▸ 本文抜粋
忘れられぬ人々 2001.10.25 テアトル新宿 | ギンレイの映画とか

ギンレイの映画とか

 ギンレイ以外も

 主役の三橋達也、大木実、青木富夫のうち突貫小僧こと青木富夫の顔ばかり見ていた。小津安二郎の初期のによく出ていた。 

   

 昭和初期の東京の郊外のいたずらぼうず役で、一度見たら忘られない顔、あの顔のまま歳を重ねて立派なおじいさんになっていた。彼は子役から大人になってからも俳優を続けていたが、その頃の映画は見ていない。それで私にとって彼は子どもからひとっ飛びに大人になっている。あの印象的な顔は変わっていなかった。突貫小僧は小僧のまま青木富夫になっていた。歳をとって大人になっても愛嬌のある顔はおなじだった。その彼にぴったりの役を与えられて嬉々として演じている。私は彼を長年欠かさず見て来たわけではないが、久しぶりに元気な姿を見られたことに感激した。実は1994年9月10日に文芸坐でゲストとして来た時に話を聞いた覚えがある。「東京の合唱」も見ているが、彼はこの映画には出ていないはずだが?

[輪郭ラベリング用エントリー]
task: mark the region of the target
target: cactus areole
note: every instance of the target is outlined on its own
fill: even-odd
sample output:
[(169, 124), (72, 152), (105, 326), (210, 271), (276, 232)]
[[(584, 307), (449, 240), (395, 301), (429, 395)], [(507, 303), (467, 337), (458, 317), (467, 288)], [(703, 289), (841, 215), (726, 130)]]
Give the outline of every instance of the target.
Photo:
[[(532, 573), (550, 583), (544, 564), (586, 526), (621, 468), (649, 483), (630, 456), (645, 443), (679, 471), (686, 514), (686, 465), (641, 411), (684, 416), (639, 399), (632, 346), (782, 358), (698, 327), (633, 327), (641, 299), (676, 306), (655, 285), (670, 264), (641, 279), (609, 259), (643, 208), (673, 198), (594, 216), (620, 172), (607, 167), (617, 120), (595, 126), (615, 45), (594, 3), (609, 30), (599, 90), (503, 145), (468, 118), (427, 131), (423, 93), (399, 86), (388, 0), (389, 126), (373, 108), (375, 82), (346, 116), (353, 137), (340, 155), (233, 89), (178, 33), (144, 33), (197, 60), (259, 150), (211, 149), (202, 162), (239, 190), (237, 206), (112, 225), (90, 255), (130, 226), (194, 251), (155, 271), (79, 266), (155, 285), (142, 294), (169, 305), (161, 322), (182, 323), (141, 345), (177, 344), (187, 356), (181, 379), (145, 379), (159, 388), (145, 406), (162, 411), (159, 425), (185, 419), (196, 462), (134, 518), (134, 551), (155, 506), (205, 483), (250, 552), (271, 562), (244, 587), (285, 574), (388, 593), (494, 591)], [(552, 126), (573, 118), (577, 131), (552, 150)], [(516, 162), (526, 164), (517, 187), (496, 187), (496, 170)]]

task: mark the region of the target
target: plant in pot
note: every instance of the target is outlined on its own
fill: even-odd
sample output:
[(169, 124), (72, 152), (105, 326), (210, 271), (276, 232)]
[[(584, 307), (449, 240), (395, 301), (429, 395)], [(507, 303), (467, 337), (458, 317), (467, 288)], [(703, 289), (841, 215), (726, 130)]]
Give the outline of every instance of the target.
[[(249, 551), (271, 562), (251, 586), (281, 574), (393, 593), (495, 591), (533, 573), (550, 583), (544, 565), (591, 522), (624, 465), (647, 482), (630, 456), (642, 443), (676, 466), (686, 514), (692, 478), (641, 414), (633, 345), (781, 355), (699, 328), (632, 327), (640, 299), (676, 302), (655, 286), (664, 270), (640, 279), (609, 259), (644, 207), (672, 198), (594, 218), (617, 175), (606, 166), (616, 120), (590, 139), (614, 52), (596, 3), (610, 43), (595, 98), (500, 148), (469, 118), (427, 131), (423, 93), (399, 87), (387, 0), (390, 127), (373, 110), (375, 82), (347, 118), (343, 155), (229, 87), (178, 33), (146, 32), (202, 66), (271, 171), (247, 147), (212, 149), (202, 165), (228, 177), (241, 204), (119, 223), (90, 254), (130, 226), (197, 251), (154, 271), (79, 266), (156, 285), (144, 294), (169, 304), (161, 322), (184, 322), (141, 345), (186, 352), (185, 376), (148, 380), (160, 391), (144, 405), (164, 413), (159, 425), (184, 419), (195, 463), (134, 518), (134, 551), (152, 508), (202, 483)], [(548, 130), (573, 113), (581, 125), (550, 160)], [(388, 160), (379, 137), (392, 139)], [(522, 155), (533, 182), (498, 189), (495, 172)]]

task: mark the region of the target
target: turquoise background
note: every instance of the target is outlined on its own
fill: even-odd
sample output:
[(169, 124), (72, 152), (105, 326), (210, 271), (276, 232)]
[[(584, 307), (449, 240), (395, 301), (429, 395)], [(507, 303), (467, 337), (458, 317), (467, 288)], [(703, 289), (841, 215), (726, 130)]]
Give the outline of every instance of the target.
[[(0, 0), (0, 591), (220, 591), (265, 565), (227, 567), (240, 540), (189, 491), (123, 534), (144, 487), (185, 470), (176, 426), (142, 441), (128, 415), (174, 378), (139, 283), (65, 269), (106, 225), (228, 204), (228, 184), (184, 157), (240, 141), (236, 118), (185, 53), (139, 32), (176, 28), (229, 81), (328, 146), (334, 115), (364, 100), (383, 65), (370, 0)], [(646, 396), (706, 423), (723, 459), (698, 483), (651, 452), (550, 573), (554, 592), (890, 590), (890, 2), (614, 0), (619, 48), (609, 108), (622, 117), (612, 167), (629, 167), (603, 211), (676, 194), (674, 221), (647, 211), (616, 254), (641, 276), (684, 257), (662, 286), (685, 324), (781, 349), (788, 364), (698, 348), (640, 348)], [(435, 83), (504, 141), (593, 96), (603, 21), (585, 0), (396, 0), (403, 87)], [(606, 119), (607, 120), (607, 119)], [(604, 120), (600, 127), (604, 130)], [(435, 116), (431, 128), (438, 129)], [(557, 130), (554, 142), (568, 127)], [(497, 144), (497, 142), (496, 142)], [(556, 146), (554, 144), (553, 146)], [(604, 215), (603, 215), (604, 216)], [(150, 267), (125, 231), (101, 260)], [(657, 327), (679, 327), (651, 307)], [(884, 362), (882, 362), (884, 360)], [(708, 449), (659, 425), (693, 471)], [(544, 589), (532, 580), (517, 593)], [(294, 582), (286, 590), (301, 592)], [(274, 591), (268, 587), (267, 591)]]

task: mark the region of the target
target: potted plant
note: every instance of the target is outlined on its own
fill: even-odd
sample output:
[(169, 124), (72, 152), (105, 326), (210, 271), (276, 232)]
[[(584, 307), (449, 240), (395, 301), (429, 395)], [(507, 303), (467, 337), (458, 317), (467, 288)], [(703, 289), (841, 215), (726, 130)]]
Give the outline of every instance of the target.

▸ 課題内容
本文抜粋で、書き手にとって青木富夫が「子どもからひとっ飛びに大人になっている」のはなぜですか。本文に書かれている理由を1〜3文で説明してください。

▸ 解答例
青木富夫は子役のあと大人になってからも俳優を続けていましたが、書き手はその頃の映画を見ていないからです。